═══ PASSAGE ═══

It's also consequence-free. You can do on the Internet whatever the fuck you want, but unless you anger the wrong people (e.g. you hack a mega corporation or a hospital) nothing will be done.

A large part of the "cheapness" of cybercrime is that even though we know where a lot of the bad agents are coming from:

- enemy nation states like Iran, North Korea, Russia and China where the government itself has hacker groups or tolerates their activity

- neutral nations like India or Turkey where local law enforcement is bought off by scammers and other criminals so the masterminds get warned of raids in time

- domestic agents like ISPs who don't give a shit about abuse reports if there is no legal liability attached to them (i.e. everything but CSAM and copyright) because they don't bother to hire enough qualified staff to follow up on reports and get bad actors (e.g. people with compromised IoT or other devices) cleaned up or disconnected

... absolutely nothing is done against them, even if identified.

And on top of that: if you drive an unsafe car on the road, you'll get fined for being a danger to other motorists. If you have an Exchange server not patched in years reachable from the Internet, you're a danger to other systems on the Internet, and yet nothing can be done against you.

Our collective governments need to get their act together: nation states must be told to either clean up their act or get disconnected from the Internet and the global financial system, ISPs must face regulation requiring at most 6h response time for abuse reports and evidence of corrective action taken, and people being grossly negligent in keeping up with patches must feel consequences.

═══ SOURCE INFORMATION ═══

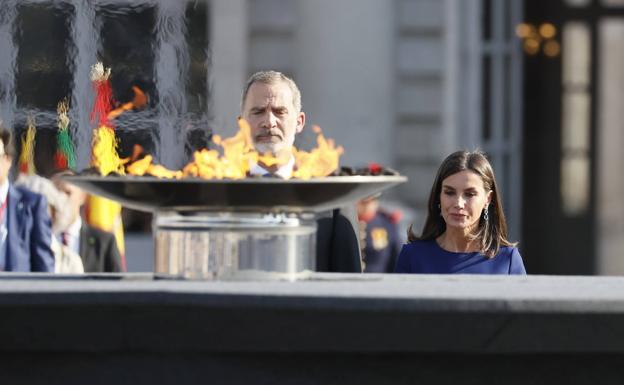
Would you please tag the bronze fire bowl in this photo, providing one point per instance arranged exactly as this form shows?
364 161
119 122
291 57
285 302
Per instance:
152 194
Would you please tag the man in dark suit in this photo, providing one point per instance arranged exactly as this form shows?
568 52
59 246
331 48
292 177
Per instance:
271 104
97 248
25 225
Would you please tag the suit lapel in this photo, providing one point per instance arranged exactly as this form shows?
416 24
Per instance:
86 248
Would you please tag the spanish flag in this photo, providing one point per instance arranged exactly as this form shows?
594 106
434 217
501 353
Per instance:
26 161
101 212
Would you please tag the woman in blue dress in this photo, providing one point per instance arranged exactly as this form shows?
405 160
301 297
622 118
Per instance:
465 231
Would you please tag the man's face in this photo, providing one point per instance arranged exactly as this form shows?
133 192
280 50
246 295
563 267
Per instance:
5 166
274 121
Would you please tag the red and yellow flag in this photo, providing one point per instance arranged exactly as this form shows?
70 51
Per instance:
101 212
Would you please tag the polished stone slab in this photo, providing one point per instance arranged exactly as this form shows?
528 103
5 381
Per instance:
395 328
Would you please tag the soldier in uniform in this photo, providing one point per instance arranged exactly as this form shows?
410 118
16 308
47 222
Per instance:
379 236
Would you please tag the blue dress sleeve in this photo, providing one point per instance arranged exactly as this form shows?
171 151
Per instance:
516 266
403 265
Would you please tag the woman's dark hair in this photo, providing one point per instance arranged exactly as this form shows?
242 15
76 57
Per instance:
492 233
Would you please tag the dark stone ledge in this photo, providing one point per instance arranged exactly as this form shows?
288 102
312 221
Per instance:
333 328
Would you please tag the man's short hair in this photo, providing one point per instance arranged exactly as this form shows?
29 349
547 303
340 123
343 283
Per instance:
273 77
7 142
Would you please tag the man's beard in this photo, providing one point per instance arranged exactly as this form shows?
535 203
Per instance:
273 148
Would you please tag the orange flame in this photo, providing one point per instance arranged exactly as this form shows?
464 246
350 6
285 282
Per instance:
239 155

═══

__TASKS FOR THIS EXERCISE__.
- 1) List every country the cybercrime text names as a source of bad agents.
- 2) Resume the cybercrime text after its final sentence.
The records have nothing to do with the cybercrime text.

__RESPONSE LIST__.
- 1) Iran, North Korea, Russia, China, India, Turkey

- 2)
It's time for the laxness towards criminals and bad actors to end once and for all. We don't tolerate gangs of bullies intimidating grandmas on the street into extortion schemes, we shouldn't allow their cyber equivalents to do the same.



> It's also consequence-free. You can do on the Internet whatever the fuck you want, but unless you anger the wrong people (e.g. you hack a mega corporation or a hospital) nothing will be done.

definitely not consequence free if you don't know how to cover your tracks, and only consequence free if you're in a country that doesn't extradite.

Iran / Russia / NK / China / etc. can play dirty because they're moving on a nation-state level and geo-politics, up to and including nuclear weapons, are a discussion topic.

The average kidde re-using Indrik Spider code is gonna get some easy wins but will eventually get nailed.